Turn the lines of the records from the one containing "Could you kindly segment every instance of the pond?" through the one containing "69 177 L 130" into a numbered list. Skip blank lines and leave the pictures out.

## BEGIN

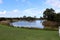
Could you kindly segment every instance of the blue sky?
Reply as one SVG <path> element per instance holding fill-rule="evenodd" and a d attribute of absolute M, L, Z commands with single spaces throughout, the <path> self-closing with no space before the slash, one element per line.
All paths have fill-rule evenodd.
<path fill-rule="evenodd" d="M 60 0 L 0 0 L 0 17 L 43 16 L 46 8 L 60 11 Z"/>

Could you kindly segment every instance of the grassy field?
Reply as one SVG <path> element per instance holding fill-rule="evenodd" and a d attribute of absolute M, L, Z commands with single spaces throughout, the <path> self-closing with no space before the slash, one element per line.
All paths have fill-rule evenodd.
<path fill-rule="evenodd" d="M 0 40 L 59 40 L 58 31 L 14 28 L 0 24 Z"/>

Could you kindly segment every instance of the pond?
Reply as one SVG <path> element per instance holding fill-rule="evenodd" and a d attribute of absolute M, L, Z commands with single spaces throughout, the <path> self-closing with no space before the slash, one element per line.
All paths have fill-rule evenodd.
<path fill-rule="evenodd" d="M 14 27 L 28 27 L 28 28 L 44 28 L 42 25 L 43 20 L 35 20 L 35 21 L 17 21 L 13 22 L 10 25 L 13 25 Z"/>

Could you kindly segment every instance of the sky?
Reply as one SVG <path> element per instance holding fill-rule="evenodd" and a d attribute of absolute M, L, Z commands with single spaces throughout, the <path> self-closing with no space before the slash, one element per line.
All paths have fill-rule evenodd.
<path fill-rule="evenodd" d="M 43 17 L 46 8 L 60 12 L 60 0 L 0 0 L 0 17 Z"/>

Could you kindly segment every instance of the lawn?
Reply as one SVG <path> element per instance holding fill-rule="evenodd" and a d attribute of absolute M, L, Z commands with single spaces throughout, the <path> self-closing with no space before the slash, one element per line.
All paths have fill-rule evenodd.
<path fill-rule="evenodd" d="M 14 28 L 0 24 L 0 40 L 59 40 L 58 31 Z"/>

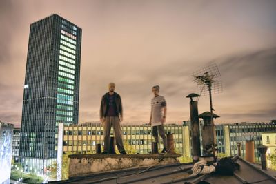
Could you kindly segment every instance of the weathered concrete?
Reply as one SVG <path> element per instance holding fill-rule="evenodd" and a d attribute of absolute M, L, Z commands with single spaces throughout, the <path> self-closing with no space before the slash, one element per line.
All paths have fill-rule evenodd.
<path fill-rule="evenodd" d="M 69 177 L 130 167 L 179 163 L 181 154 L 71 154 Z"/>

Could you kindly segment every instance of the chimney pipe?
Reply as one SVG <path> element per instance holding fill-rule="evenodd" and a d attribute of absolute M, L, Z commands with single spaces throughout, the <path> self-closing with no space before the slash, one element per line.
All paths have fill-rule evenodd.
<path fill-rule="evenodd" d="M 167 134 L 167 142 L 168 142 L 168 153 L 175 154 L 175 141 L 173 141 L 173 134 L 168 132 Z"/>
<path fill-rule="evenodd" d="M 96 145 L 96 154 L 101 154 L 101 144 Z"/>
<path fill-rule="evenodd" d="M 268 149 L 267 146 L 260 145 L 257 147 L 259 152 L 261 154 L 262 170 L 266 170 L 266 154 Z"/>
<path fill-rule="evenodd" d="M 152 142 L 151 143 L 151 153 L 152 153 L 152 154 L 157 154 L 158 153 L 157 143 Z"/>
<path fill-rule="evenodd" d="M 237 144 L 237 155 L 239 156 L 241 156 L 241 142 L 237 142 L 236 144 Z"/>
<path fill-rule="evenodd" d="M 198 117 L 198 105 L 197 101 L 193 101 L 193 98 L 199 97 L 195 93 L 190 94 L 186 98 L 190 98 L 190 130 L 192 139 L 192 150 L 193 150 L 193 163 L 196 163 L 199 161 L 201 155 L 200 151 L 200 132 L 199 132 L 199 120 Z"/>
<path fill-rule="evenodd" d="M 201 130 L 202 156 L 213 157 L 215 159 L 217 156 L 217 151 L 215 150 L 217 140 L 215 139 L 215 127 L 213 127 L 212 125 L 212 116 L 215 119 L 219 117 L 219 116 L 214 113 L 211 114 L 210 112 L 204 112 L 198 116 L 199 118 L 203 119 L 204 123 Z"/>
<path fill-rule="evenodd" d="M 110 137 L 110 145 L 109 147 L 109 154 L 115 154 L 115 144 L 114 142 L 114 136 Z"/>
<path fill-rule="evenodd" d="M 246 141 L 246 160 L 255 163 L 254 141 Z"/>

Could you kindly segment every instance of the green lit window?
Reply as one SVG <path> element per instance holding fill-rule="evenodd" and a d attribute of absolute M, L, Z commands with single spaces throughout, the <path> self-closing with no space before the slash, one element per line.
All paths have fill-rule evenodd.
<path fill-rule="evenodd" d="M 76 59 L 76 57 L 75 55 L 69 54 L 69 53 L 68 53 L 66 52 L 64 52 L 64 51 L 63 51 L 61 50 L 59 50 L 59 54 L 63 54 L 64 56 L 66 56 L 66 57 L 70 57 L 70 58 L 72 58 L 72 59 Z"/>
<path fill-rule="evenodd" d="M 59 61 L 59 63 L 60 65 L 61 65 L 67 66 L 67 67 L 68 67 L 68 68 L 75 69 L 75 65 L 71 65 L 71 64 L 69 64 L 69 63 L 66 63 L 66 62 L 63 62 L 63 61 Z"/>
<path fill-rule="evenodd" d="M 66 41 L 64 41 L 63 40 L 62 40 L 62 39 L 61 39 L 61 44 L 63 44 L 63 45 L 66 45 L 66 46 L 68 46 L 68 47 L 70 47 L 70 48 L 72 48 L 72 49 L 76 49 L 76 46 L 75 45 L 72 45 L 72 44 L 70 44 L 70 43 L 67 43 Z"/>
<path fill-rule="evenodd" d="M 66 83 L 61 83 L 59 82 L 57 83 L 57 86 L 61 88 L 68 88 L 70 90 L 74 90 L 74 85 Z"/>
<path fill-rule="evenodd" d="M 75 78 L 74 75 L 66 74 L 66 73 L 64 73 L 64 72 L 60 72 L 60 71 L 59 71 L 59 75 L 61 75 L 61 76 L 66 76 L 66 77 L 68 77 L 68 78 L 71 78 L 71 79 L 74 79 Z"/>
<path fill-rule="evenodd" d="M 65 36 L 63 36 L 62 34 L 61 35 L 61 38 L 62 39 L 65 40 L 65 41 L 68 41 L 68 42 L 70 42 L 71 43 L 73 43 L 73 44 L 76 45 L 76 41 L 75 40 L 73 40 L 73 39 L 68 38 L 68 37 L 65 37 Z"/>
<path fill-rule="evenodd" d="M 69 72 L 69 73 L 71 73 L 71 74 L 75 74 L 75 71 L 73 70 L 71 70 L 71 69 L 69 69 L 69 68 L 64 68 L 64 67 L 61 66 L 61 65 L 59 66 L 59 70 L 63 70 L 64 72 Z"/>
<path fill-rule="evenodd" d="M 66 57 L 61 56 L 61 55 L 59 55 L 59 59 L 61 59 L 61 60 L 63 60 L 63 61 L 65 61 L 71 63 L 72 63 L 72 64 L 75 64 L 75 62 L 74 60 L 72 60 L 72 59 L 69 59 L 69 58 L 67 58 L 67 57 Z"/>
<path fill-rule="evenodd" d="M 60 109 L 63 110 L 73 110 L 73 107 L 62 105 L 57 105 L 57 109 Z"/>
<path fill-rule="evenodd" d="M 60 48 L 63 50 L 66 50 L 67 52 L 71 52 L 72 54 L 76 54 L 76 51 L 68 48 L 68 47 L 63 46 L 62 45 L 60 45 Z"/>
<path fill-rule="evenodd" d="M 65 115 L 65 116 L 72 116 L 73 112 L 66 112 L 66 111 L 57 111 L 57 114 L 58 115 Z"/>
<path fill-rule="evenodd" d="M 74 83 L 74 81 L 73 80 L 66 79 L 66 78 L 63 78 L 63 77 L 61 77 L 61 76 L 59 76 L 58 80 L 60 81 L 63 81 L 63 82 L 66 82 L 66 83 L 72 83 L 72 84 Z M 73 88 L 74 88 L 74 87 L 73 87 Z"/>
<path fill-rule="evenodd" d="M 68 93 L 70 94 L 74 94 L 74 91 L 66 90 L 66 89 L 62 89 L 62 88 L 57 88 L 57 91 L 60 92 L 64 92 L 64 93 Z"/>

## END

THE SOLUTION
1. Could you kindly segment every instance of the pond?
2. Reply as one SVG <path> element per instance holding fill-rule="evenodd" and a d attribute of absolute M, L, Z commands with single spaces throughout, the <path> self-closing with no space before the slash, one element per line.
3. All paths have fill-rule evenodd.
4. <path fill-rule="evenodd" d="M 14 27 L 28 27 L 28 28 L 44 28 L 42 25 L 43 20 L 35 20 L 35 21 L 17 21 L 13 22 L 10 25 L 13 25 Z"/>
5. Could you kindly segment every instance of the sky?
6. Reply as one SVG <path> element per instance holding fill-rule="evenodd" and a d attribute of absolute M, L, Z commands with single spaces throughout, the <path> self-closing with no space before the slash, one element per line.
7. All paths have fill-rule evenodd.
8. <path fill-rule="evenodd" d="M 43 17 L 46 8 L 60 12 L 60 0 L 0 0 L 0 17 Z"/>
9. Could you kindly segment every instance of the lawn?
10. Reply as one SVG <path> element per instance holding fill-rule="evenodd" and a d attribute of absolute M, L, Z commands with single spaces throughout, the <path> self-closing with no space before the slash, one element per line.
11. All paths have fill-rule evenodd.
12. <path fill-rule="evenodd" d="M 14 28 L 0 24 L 0 40 L 59 40 L 58 31 Z"/>
13. Could you kindly segment every instance of the weathered concrete?
14. Reply as one SVG <path> element per instance holding fill-rule="evenodd" and a d attribute of absolute M, L, Z commands with single spaces throughout, the <path> self-closing with no space before the slash, one element per line.
15. All paths have fill-rule evenodd.
16. <path fill-rule="evenodd" d="M 69 177 L 130 167 L 179 163 L 181 154 L 71 154 Z"/>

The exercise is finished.